→ GOAL: Give the rows below as a Markdown table with a No. column for the line number and a Line column for the line itself, leaving out blank lines and the pictures.

→ DATASET RECORDS:
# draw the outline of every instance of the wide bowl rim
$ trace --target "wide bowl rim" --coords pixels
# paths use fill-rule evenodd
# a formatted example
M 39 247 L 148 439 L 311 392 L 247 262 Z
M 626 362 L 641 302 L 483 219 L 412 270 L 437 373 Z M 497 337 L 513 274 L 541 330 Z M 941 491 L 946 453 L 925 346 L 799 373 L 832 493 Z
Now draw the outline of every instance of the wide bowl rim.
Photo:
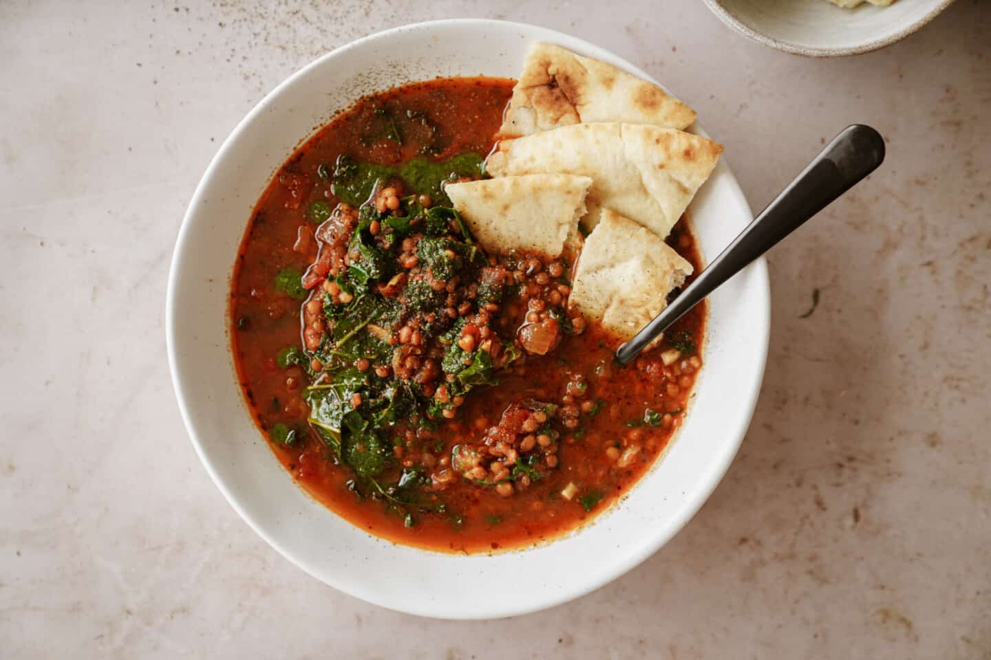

→ WRITTEN ANSWER:
| No. | Line |
|---|---|
| 1 | # draw the outline of every instance of the wide bowl rim |
| 2 | $ trace --target "wide bowl rim" --coords pixels |
| 3 | # paths use fill-rule evenodd |
| 4 | # a formatted example |
| 5 | M 39 247 L 148 439 L 311 392 L 247 262 Z |
| 6 | M 626 362 L 641 302 L 483 219 L 412 270 L 437 373 Z M 497 337 L 513 274 L 541 330 Z M 941 491 L 946 453 L 925 346 L 799 373 L 832 493 Z |
| 7 | Now draw the outline of every instance of the wide bowl rim. |
| 8 | Photo: |